■ **Provided passage**

• • •

Stephanie Frazier Stacy (born April 23, 1962) is an American judge who is an associate justice of the Nebraska Supreme Court. She previously served as a judge on the Third District Court from 2011 to 2015. Stacy was appointed to the state's supreme court by the Governor of Nebraska Pete Ricketts in August 2015.

Education
Stacy completed a bachelor's degree in criminal justice at the University of Nebraska Omaha in 1988, and a J.D. degree at the University of Nebraska–Lincoln College of Law in 1991. She clerked for U.S. magistrate judge Dave Piester of the United States District Court for the District of Nebraska in 1991–1993.

Career
Stacy worked as an attorney in private practice in Lincoln, Nebraska from 1993 to 2011, rising to become a partner in the law firm Baylor, Evnen, Curtiss, Grimit & Witt LLP. She was a member of the Lincoln Bar Association's Board of Trustees from 2006 to 2009, and also taught law at the University of Nebraska–Lincoln in 2005–2011 as an adjunct faculty member.

• • •

(Coordinate annotation records)

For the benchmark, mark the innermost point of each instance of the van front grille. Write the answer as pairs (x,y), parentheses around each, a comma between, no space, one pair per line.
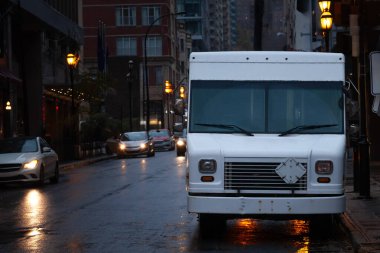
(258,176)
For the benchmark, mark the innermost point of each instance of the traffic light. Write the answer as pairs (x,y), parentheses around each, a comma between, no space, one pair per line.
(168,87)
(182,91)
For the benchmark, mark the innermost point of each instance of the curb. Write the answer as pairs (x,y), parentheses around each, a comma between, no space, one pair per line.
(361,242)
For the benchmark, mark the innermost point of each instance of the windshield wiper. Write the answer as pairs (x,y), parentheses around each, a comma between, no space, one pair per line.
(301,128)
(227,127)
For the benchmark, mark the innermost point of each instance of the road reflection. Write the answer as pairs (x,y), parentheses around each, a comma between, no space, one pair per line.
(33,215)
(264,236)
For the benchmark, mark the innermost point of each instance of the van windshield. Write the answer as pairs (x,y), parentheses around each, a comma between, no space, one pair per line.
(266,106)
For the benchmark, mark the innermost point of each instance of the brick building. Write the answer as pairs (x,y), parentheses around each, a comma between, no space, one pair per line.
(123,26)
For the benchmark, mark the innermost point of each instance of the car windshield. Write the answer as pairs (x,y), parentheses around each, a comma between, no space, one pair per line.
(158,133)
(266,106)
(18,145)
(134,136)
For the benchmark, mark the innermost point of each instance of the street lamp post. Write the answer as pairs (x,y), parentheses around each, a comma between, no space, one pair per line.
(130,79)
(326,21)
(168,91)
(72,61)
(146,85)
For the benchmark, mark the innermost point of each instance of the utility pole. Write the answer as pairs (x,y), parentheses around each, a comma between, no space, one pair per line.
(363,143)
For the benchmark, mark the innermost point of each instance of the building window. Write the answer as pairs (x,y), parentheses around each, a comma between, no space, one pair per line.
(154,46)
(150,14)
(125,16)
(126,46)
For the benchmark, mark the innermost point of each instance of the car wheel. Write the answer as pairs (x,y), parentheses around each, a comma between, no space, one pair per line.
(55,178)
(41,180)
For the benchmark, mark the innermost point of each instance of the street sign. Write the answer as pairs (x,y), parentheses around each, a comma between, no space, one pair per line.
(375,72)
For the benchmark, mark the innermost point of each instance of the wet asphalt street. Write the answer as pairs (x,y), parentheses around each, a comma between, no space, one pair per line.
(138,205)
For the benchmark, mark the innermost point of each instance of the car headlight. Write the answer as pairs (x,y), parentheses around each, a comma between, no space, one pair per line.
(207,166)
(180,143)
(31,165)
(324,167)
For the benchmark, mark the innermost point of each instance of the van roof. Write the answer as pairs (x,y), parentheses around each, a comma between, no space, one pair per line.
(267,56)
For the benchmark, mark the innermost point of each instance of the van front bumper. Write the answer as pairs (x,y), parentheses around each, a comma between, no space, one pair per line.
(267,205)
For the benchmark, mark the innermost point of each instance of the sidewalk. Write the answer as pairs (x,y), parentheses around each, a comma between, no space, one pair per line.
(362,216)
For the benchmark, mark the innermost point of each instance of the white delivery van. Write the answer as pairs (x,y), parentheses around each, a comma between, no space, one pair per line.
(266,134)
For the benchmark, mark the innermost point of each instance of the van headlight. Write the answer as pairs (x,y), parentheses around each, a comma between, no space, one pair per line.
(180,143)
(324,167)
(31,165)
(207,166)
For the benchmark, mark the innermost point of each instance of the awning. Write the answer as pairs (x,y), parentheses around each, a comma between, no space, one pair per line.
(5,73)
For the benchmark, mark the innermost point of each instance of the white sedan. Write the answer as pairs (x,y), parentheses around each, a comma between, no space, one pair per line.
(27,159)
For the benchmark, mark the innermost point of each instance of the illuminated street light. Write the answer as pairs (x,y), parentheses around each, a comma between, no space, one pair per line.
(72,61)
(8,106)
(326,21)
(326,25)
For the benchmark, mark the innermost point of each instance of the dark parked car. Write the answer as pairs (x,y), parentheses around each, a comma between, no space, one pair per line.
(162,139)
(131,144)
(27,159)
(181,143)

• • •

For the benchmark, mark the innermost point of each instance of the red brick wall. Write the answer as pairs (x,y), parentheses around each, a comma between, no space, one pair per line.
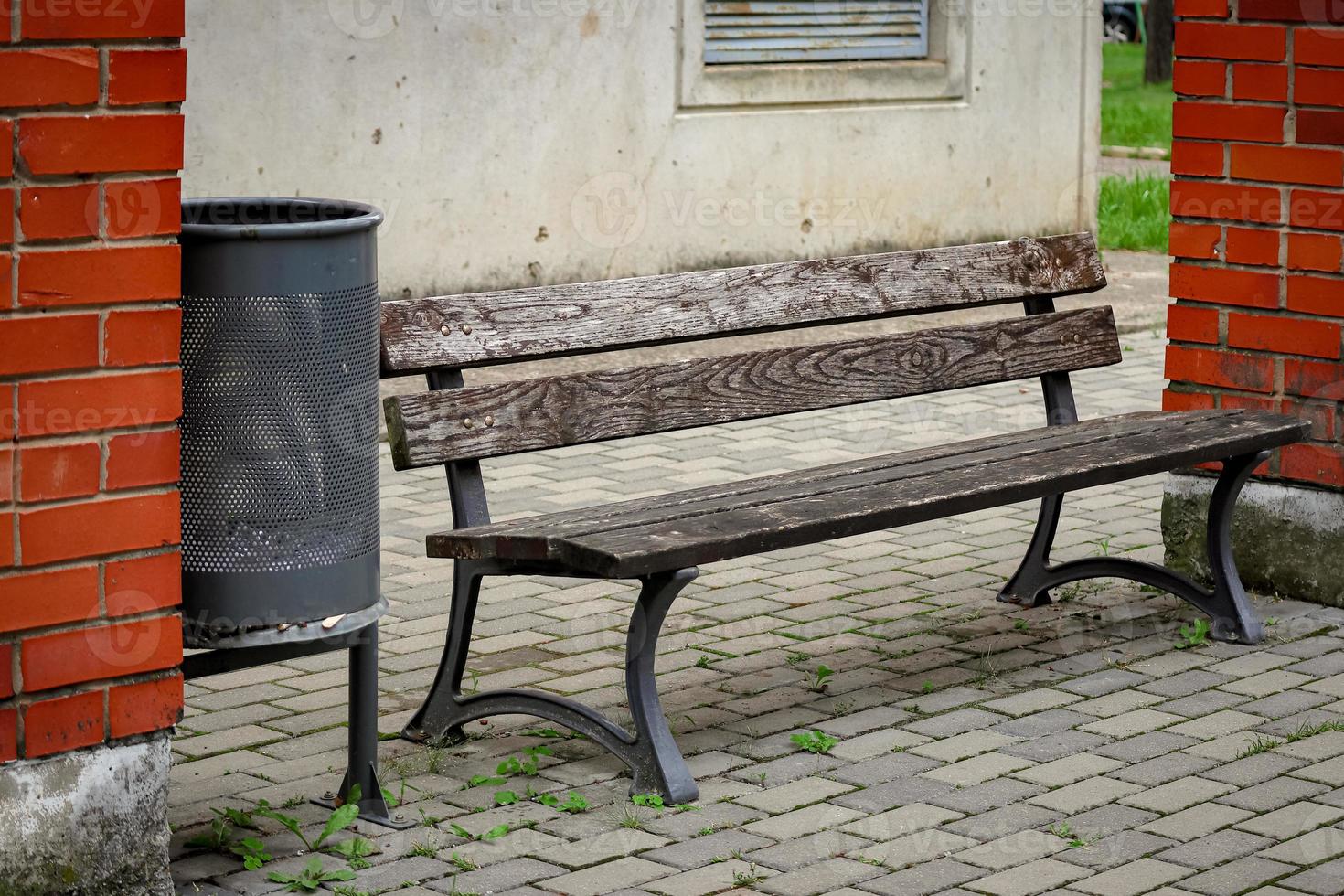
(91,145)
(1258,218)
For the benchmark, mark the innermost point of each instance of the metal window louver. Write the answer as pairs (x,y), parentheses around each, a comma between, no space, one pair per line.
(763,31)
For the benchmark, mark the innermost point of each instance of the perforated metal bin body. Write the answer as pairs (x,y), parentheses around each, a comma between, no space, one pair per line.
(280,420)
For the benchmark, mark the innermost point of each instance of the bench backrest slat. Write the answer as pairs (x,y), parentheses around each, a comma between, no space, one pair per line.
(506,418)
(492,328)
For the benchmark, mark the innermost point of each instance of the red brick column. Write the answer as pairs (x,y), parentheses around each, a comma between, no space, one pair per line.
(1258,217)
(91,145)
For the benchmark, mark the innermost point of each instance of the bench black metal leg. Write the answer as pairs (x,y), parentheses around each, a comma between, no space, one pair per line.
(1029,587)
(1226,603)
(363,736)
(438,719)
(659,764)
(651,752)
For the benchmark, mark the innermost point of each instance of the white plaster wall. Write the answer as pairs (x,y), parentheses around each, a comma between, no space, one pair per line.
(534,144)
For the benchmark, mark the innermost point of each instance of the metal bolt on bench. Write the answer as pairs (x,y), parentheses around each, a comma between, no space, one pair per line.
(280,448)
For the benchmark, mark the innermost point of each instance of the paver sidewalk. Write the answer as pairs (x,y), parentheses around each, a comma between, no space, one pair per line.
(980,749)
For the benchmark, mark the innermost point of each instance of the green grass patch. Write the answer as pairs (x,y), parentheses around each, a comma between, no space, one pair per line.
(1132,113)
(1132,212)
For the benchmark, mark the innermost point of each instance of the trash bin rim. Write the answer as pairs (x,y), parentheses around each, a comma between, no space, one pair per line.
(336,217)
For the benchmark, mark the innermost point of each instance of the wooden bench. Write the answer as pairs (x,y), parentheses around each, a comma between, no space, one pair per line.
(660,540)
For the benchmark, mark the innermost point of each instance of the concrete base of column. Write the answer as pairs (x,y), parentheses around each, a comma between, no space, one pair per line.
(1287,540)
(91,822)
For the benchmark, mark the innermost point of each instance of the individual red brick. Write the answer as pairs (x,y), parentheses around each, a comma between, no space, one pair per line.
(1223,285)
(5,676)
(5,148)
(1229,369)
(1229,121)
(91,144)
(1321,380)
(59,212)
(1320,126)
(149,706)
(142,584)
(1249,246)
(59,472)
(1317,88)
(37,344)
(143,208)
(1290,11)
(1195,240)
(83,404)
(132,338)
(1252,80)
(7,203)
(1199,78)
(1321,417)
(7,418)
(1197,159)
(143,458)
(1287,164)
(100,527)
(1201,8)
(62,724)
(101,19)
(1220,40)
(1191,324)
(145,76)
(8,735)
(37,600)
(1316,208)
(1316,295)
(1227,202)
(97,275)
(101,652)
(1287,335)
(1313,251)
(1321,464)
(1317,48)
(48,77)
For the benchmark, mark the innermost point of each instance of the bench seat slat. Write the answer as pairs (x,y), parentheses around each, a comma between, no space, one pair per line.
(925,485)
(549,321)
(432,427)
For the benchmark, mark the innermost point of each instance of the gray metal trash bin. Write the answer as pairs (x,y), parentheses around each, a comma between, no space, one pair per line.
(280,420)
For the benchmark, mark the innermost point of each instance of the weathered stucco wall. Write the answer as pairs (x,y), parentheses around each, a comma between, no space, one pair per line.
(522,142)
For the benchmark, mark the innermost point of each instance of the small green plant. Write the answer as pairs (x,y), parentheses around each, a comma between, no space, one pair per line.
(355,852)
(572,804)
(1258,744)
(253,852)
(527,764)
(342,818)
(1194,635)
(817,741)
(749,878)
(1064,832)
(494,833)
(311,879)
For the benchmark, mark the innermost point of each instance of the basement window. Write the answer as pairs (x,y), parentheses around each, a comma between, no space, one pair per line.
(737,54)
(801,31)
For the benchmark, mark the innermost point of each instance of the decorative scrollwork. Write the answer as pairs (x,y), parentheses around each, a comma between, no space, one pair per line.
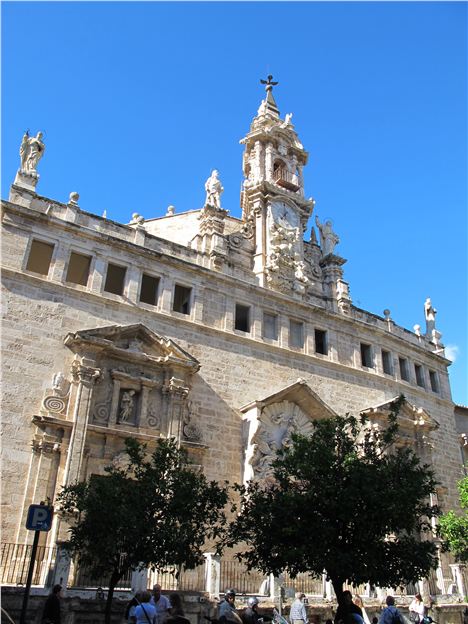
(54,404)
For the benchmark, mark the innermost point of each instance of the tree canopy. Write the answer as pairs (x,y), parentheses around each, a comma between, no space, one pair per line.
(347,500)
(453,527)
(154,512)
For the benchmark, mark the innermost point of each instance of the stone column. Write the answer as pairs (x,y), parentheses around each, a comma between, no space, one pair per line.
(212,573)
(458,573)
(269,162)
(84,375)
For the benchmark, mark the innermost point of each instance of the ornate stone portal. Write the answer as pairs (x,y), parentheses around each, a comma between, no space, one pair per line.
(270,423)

• • •

■ **Challenge**
Could you extend the passage about Nebraska Supreme Court justice Stephanie Frazier Stacy, picking up after its final sentence?

■ **Response to the exercise**
In October 2011, Stacy was appointed as a judge by the Governor of Nebraska Dave Heineman, serving on the state's Third District Court, which is responsible for Lancaster County, Nebraska. She was retained to the 3rd District with 77.8% of votes for a new judicial term on November 4. 2014.

Governor Pete Ricketts appointed Stacy to the Nebraska Supreme Court in 2015, to replace retiring justice Kenneth Stephan in representing the 1st Judicial District. Stacy's appointment was announced on August 14, and she was sworn in on September 28, 2015. Justice Stacy's current term on the court ends in January 2019, and she is eligible to run for re-election in November 2018, for a new six-year term.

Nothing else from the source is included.